___ Available records

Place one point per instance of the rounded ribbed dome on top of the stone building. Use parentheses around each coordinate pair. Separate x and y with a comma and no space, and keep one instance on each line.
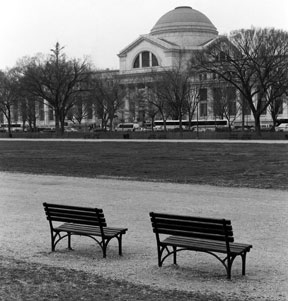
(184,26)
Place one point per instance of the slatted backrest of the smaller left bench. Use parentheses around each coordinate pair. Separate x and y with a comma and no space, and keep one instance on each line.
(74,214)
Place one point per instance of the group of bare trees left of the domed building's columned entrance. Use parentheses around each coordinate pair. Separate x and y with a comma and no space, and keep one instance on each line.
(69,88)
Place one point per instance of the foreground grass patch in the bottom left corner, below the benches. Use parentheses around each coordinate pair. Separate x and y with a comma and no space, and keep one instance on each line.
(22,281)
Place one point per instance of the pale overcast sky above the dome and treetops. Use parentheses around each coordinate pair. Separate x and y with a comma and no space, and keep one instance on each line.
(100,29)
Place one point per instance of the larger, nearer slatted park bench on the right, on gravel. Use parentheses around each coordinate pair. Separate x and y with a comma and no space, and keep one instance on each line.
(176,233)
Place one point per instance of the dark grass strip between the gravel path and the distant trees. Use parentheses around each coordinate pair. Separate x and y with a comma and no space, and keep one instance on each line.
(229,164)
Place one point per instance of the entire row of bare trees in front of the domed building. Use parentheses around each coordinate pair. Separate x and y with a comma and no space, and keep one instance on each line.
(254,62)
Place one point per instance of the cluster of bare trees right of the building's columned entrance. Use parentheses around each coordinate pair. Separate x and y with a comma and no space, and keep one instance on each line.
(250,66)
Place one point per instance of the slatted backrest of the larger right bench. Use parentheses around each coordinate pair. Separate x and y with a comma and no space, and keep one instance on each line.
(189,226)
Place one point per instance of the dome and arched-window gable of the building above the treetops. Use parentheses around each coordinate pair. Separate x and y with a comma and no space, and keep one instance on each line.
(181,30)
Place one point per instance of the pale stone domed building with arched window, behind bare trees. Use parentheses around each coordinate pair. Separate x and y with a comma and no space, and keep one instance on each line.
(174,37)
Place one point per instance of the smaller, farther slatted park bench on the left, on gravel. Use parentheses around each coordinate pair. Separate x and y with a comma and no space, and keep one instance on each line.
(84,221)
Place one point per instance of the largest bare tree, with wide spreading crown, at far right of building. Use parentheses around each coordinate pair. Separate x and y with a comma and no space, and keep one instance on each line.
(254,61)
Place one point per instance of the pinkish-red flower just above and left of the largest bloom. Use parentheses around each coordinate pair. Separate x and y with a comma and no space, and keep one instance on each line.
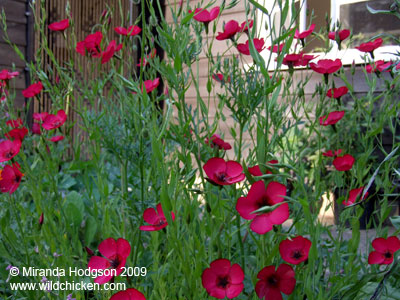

______

## About this exercise
The answer must be the full listing, exact in every line, with the pictures removed.

## Output of the task
Place one point per instance of the rounded ribbed dome on top of the stone building. Use parentheses around each coordinate pair. Separate x and y with a comma and no space, and keep one instance on each line.
(184,26)
Place one point per instance of the slatted backrest of the smaller left bench. Use parentheses around each coordinate pair. Separate x and y with a comma and no space, and keep one instance on each line.
(74,214)
Place one point per instance of the group of bare trees left of the domed building's columned entrance. Use parentheses around each coordinate pair. Separate x and y with a comma and no space, and keep one instance on each line.
(69,88)
Place one point per instance of the foreground grass patch in the bottom left corner, below the benches. Use parentheses around each coordinate pair. Separate x and y with a comma and no space, and keep one instance on each line.
(22,281)
Place one point per instance of the pale overcast sky above the dome and treetops. Use parentheses around each coordinate pair. Separate x and y with a comma and no space, and keep one instance on each line.
(100,29)
Place one point per instance of the larger, nearer slatted park bench on the right, on gravel. Use parentheses around each coordinate pair. Separate x and y with a comma and no space, and keep one instance on each line.
(176,233)
Place one point per instance of the dark grass strip between the gravel path and the distant trees. Use parentheses around each coordinate pair. Separate x and y with a comma and no space, and keep one instance on each line.
(229,164)
Place one point per instance of the entire row of bare trees in front of the domed building. Use parentheses around each coordinate pair. Separate x and y with a comma and no space, and keep one instance on each line.
(254,62)
Place one point per instance of the cluster of bare trees right of the building's columned entrance. Use parentheses around each coordinate pair. Separate x and y with a comma and no space, and keep one instance on each line.
(250,66)
Place one point per instance of the slatted backrest of the larger right bench. Use parentheses around each coordinate pair. Separate x and y with a comma and no space, and keep one instance on each line.
(189,226)
Place one point per instance of the dome and arched-window gable of the building above the treetops. Use parentheses around each coordinate pair. Separate x and y with a comma and no space, and keep one instance on each line.
(181,30)
Place one point per instance of the pale stone domed building with arched window, behind bare trees. Use parentheses around each coordinate pair. Separate x and y with a comma and no space, and keep one instance on each line.
(174,37)
Place one point per instance of the smaller, farther slatted park bench on the left, on gravel. Use parentheses around each coordinate pair. Separate x and y with a comma and no space, and keep one instance on each line.
(84,221)
Place one point per instance of the largest bare tree, with wide spreading crown, at far right of building. Use parentheses around each coordinate pair. Separate x and y with a comma and no space, and keep one instance on each line.
(254,61)
Place one point per instance of the pinkish-red flower just above and left of the largest bloom. Use parentheses around each coordinate pair. Separate x and y with a comma and no space, and keep one instance on each line.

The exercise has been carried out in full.